__TASK DIRECTIONS__
The lines you should transcribe are those from the one containing "Objective: one point per instance of the church" to the end of the listing below, exactly, with pictures left out.

__DATA SHOWN__
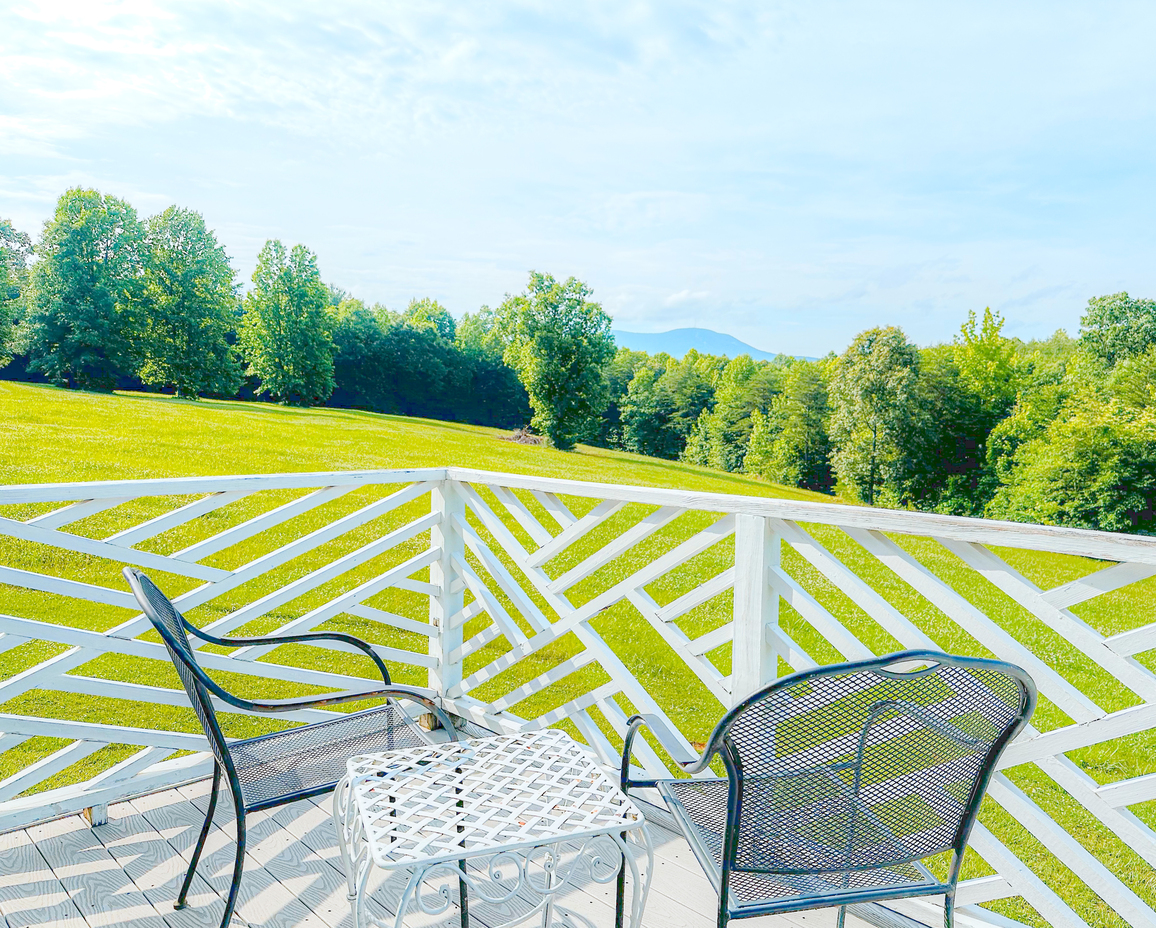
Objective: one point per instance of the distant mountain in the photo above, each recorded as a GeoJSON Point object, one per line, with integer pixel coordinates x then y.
{"type": "Point", "coordinates": [677, 341]}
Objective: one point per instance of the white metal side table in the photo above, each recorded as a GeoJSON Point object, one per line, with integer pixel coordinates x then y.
{"type": "Point", "coordinates": [531, 813]}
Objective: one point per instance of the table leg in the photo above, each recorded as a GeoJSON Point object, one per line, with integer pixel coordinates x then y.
{"type": "Point", "coordinates": [551, 866]}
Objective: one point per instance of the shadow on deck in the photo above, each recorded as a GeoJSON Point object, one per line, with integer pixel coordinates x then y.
{"type": "Point", "coordinates": [66, 874]}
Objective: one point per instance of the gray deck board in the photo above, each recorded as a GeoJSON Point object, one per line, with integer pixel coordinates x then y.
{"type": "Point", "coordinates": [66, 875]}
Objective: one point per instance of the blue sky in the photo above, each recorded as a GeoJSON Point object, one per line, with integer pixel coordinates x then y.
{"type": "Point", "coordinates": [790, 173]}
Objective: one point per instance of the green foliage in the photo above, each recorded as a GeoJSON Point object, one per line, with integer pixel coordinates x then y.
{"type": "Point", "coordinates": [478, 333]}
{"type": "Point", "coordinates": [86, 287]}
{"type": "Point", "coordinates": [619, 373]}
{"type": "Point", "coordinates": [1117, 327]}
{"type": "Point", "coordinates": [721, 435]}
{"type": "Point", "coordinates": [558, 342]}
{"type": "Point", "coordinates": [284, 331]}
{"type": "Point", "coordinates": [430, 316]}
{"type": "Point", "coordinates": [15, 251]}
{"type": "Point", "coordinates": [387, 364]}
{"type": "Point", "coordinates": [649, 411]}
{"type": "Point", "coordinates": [189, 309]}
{"type": "Point", "coordinates": [1094, 466]}
{"type": "Point", "coordinates": [790, 444]}
{"type": "Point", "coordinates": [874, 402]}
{"type": "Point", "coordinates": [988, 364]}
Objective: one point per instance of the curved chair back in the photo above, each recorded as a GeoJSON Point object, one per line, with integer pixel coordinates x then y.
{"type": "Point", "coordinates": [171, 626]}
{"type": "Point", "coordinates": [862, 765]}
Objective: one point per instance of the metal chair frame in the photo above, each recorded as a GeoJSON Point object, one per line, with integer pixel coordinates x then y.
{"type": "Point", "coordinates": [865, 900]}
{"type": "Point", "coordinates": [200, 687]}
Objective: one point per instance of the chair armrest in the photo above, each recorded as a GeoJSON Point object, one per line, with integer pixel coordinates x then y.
{"type": "Point", "coordinates": [665, 736]}
{"type": "Point", "coordinates": [917, 712]}
{"type": "Point", "coordinates": [394, 691]}
{"type": "Point", "coordinates": [281, 639]}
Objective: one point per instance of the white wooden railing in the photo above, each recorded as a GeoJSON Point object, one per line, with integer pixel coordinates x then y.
{"type": "Point", "coordinates": [534, 601]}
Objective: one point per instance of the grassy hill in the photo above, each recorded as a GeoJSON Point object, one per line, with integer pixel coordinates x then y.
{"type": "Point", "coordinates": [49, 435]}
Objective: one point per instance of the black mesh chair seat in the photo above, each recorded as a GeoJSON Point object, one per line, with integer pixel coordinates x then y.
{"type": "Point", "coordinates": [311, 759]}
{"type": "Point", "coordinates": [843, 781]}
{"type": "Point", "coordinates": [701, 808]}
{"type": "Point", "coordinates": [283, 766]}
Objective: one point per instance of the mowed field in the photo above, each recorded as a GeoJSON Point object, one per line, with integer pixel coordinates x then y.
{"type": "Point", "coordinates": [47, 435]}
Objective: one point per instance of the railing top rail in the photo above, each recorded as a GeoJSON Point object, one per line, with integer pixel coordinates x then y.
{"type": "Point", "coordinates": [1081, 542]}
{"type": "Point", "coordinates": [111, 489]}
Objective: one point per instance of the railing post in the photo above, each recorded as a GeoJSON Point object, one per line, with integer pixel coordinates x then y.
{"type": "Point", "coordinates": [754, 662]}
{"type": "Point", "coordinates": [446, 602]}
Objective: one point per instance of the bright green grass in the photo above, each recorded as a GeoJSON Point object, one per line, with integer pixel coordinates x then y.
{"type": "Point", "coordinates": [56, 436]}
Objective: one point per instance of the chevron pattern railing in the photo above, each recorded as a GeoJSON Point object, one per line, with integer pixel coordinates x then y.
{"type": "Point", "coordinates": [527, 602]}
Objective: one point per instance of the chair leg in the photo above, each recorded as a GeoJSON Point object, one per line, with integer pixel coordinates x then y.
{"type": "Point", "coordinates": [200, 841]}
{"type": "Point", "coordinates": [462, 895]}
{"type": "Point", "coordinates": [230, 904]}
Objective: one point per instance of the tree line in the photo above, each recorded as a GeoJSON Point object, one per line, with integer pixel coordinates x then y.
{"type": "Point", "coordinates": [1059, 431]}
{"type": "Point", "coordinates": [109, 301]}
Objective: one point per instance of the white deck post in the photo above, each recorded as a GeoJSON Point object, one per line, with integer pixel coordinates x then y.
{"type": "Point", "coordinates": [446, 603]}
{"type": "Point", "coordinates": [754, 662]}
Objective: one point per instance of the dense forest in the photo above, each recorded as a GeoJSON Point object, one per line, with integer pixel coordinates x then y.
{"type": "Point", "coordinates": [1059, 431]}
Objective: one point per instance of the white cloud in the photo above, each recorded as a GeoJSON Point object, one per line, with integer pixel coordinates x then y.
{"type": "Point", "coordinates": [790, 175]}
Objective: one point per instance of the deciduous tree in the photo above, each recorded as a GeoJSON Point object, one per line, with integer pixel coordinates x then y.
{"type": "Point", "coordinates": [284, 332]}
{"type": "Point", "coordinates": [1117, 326]}
{"type": "Point", "coordinates": [15, 251]}
{"type": "Point", "coordinates": [430, 316]}
{"type": "Point", "coordinates": [84, 291]}
{"type": "Point", "coordinates": [558, 342]}
{"type": "Point", "coordinates": [874, 402]}
{"type": "Point", "coordinates": [187, 310]}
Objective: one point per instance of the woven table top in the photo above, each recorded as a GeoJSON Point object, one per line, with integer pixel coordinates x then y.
{"type": "Point", "coordinates": [444, 802]}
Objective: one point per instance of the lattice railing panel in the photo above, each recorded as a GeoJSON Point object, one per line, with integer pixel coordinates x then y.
{"type": "Point", "coordinates": [288, 551]}
{"type": "Point", "coordinates": [527, 602]}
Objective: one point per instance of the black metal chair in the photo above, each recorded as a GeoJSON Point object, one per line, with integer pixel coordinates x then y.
{"type": "Point", "coordinates": [283, 766]}
{"type": "Point", "coordinates": [843, 780]}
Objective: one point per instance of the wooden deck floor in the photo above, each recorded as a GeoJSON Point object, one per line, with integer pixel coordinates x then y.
{"type": "Point", "coordinates": [67, 875]}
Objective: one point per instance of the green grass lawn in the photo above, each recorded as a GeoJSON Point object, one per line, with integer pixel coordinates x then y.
{"type": "Point", "coordinates": [49, 435]}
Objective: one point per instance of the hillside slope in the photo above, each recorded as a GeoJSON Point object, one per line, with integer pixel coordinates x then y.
{"type": "Point", "coordinates": [51, 435]}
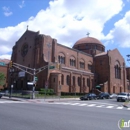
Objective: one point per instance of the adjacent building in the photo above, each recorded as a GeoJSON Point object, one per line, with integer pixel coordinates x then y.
{"type": "Point", "coordinates": [3, 70]}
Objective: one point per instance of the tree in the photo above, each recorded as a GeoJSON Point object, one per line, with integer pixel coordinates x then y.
{"type": "Point", "coordinates": [2, 78]}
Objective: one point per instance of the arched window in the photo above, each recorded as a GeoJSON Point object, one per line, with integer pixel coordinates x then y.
{"type": "Point", "coordinates": [74, 80]}
{"type": "Point", "coordinates": [90, 67]}
{"type": "Point", "coordinates": [61, 58]}
{"type": "Point", "coordinates": [88, 82]}
{"type": "Point", "coordinates": [117, 70]}
{"type": "Point", "coordinates": [67, 79]}
{"type": "Point", "coordinates": [83, 82]}
{"type": "Point", "coordinates": [72, 61]}
{"type": "Point", "coordinates": [79, 81]}
{"type": "Point", "coordinates": [82, 64]}
{"type": "Point", "coordinates": [62, 79]}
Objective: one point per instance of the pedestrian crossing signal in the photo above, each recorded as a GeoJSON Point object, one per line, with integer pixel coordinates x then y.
{"type": "Point", "coordinates": [36, 78]}
{"type": "Point", "coordinates": [10, 64]}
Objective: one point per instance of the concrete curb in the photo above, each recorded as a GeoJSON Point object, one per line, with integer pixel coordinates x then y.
{"type": "Point", "coordinates": [13, 99]}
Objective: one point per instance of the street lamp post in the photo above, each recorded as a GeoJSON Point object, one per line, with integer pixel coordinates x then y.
{"type": "Point", "coordinates": [128, 70]}
{"type": "Point", "coordinates": [11, 85]}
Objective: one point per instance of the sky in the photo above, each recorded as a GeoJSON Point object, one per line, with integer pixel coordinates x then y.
{"type": "Point", "coordinates": [67, 21]}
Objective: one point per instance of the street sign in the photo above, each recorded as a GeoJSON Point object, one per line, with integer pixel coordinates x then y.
{"type": "Point", "coordinates": [21, 74]}
{"type": "Point", "coordinates": [51, 67]}
{"type": "Point", "coordinates": [36, 78]}
{"type": "Point", "coordinates": [30, 83]}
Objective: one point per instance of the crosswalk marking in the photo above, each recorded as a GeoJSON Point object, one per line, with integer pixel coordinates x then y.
{"type": "Point", "coordinates": [12, 102]}
{"type": "Point", "coordinates": [75, 104]}
{"type": "Point", "coordinates": [119, 107]}
{"type": "Point", "coordinates": [100, 106]}
{"type": "Point", "coordinates": [82, 104]}
{"type": "Point", "coordinates": [109, 106]}
{"type": "Point", "coordinates": [91, 105]}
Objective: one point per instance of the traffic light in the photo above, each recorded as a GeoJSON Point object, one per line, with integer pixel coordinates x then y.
{"type": "Point", "coordinates": [10, 64]}
{"type": "Point", "coordinates": [36, 78]}
{"type": "Point", "coordinates": [57, 65]}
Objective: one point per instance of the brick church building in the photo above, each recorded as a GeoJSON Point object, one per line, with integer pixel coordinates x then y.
{"type": "Point", "coordinates": [81, 69]}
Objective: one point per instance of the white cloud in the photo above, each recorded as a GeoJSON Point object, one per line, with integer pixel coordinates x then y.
{"type": "Point", "coordinates": [22, 4]}
{"type": "Point", "coordinates": [121, 32]}
{"type": "Point", "coordinates": [7, 11]}
{"type": "Point", "coordinates": [5, 57]}
{"type": "Point", "coordinates": [67, 21]}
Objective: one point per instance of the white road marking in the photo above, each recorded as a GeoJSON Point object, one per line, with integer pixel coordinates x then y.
{"type": "Point", "coordinates": [91, 105]}
{"type": "Point", "coordinates": [82, 104]}
{"type": "Point", "coordinates": [74, 103]}
{"type": "Point", "coordinates": [128, 109]}
{"type": "Point", "coordinates": [100, 106]}
{"type": "Point", "coordinates": [109, 106]}
{"type": "Point", "coordinates": [12, 102]}
{"type": "Point", "coordinates": [119, 108]}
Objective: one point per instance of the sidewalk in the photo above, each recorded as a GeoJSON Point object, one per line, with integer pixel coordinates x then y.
{"type": "Point", "coordinates": [58, 99]}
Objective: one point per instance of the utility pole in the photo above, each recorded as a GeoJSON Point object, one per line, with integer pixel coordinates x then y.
{"type": "Point", "coordinates": [25, 69]}
{"type": "Point", "coordinates": [128, 70]}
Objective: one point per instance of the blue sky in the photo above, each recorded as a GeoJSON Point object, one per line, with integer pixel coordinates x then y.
{"type": "Point", "coordinates": [67, 21]}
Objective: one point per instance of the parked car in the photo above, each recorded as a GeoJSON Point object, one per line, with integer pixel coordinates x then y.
{"type": "Point", "coordinates": [89, 96]}
{"type": "Point", "coordinates": [123, 96]}
{"type": "Point", "coordinates": [113, 95]}
{"type": "Point", "coordinates": [1, 94]}
{"type": "Point", "coordinates": [104, 95]}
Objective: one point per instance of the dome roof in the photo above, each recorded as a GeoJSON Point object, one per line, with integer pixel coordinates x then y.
{"type": "Point", "coordinates": [87, 40]}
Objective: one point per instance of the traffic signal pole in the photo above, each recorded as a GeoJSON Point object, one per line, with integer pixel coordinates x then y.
{"type": "Point", "coordinates": [33, 72]}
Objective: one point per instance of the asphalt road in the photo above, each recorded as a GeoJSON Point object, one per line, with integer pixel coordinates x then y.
{"type": "Point", "coordinates": [51, 116]}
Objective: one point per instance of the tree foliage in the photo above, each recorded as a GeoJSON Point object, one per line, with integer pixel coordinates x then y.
{"type": "Point", "coordinates": [2, 78]}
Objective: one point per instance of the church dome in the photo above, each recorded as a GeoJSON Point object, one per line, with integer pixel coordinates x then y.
{"type": "Point", "coordinates": [87, 40]}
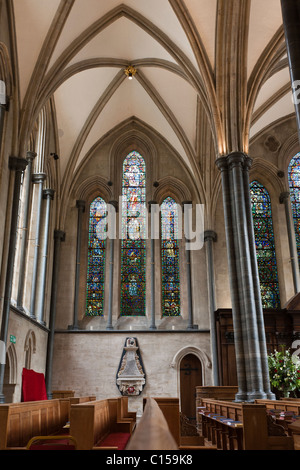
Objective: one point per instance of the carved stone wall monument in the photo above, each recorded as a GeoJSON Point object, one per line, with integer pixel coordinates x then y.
{"type": "Point", "coordinates": [131, 377]}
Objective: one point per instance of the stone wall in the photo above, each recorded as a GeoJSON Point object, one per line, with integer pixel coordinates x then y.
{"type": "Point", "coordinates": [88, 362]}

__ANSWER BOX__
Objective: one point per instance of the church dome in the photo above, each recorded as a GeoJSON Point object, one per line, with integer pixel coordinates x then y.
{"type": "Point", "coordinates": [87, 40]}
Objective: one point per instance of the carved stone wall monument in the photo above, each recorded as a GeoJSON Point object, one per line, with integer pixel coordinates x then y.
{"type": "Point", "coordinates": [131, 377]}
Objective: one point per instance of the stone wall in the photo above, each recorded as a GeoJSON Point object, one per line, with integer pixel coordinates x then y.
{"type": "Point", "coordinates": [88, 362]}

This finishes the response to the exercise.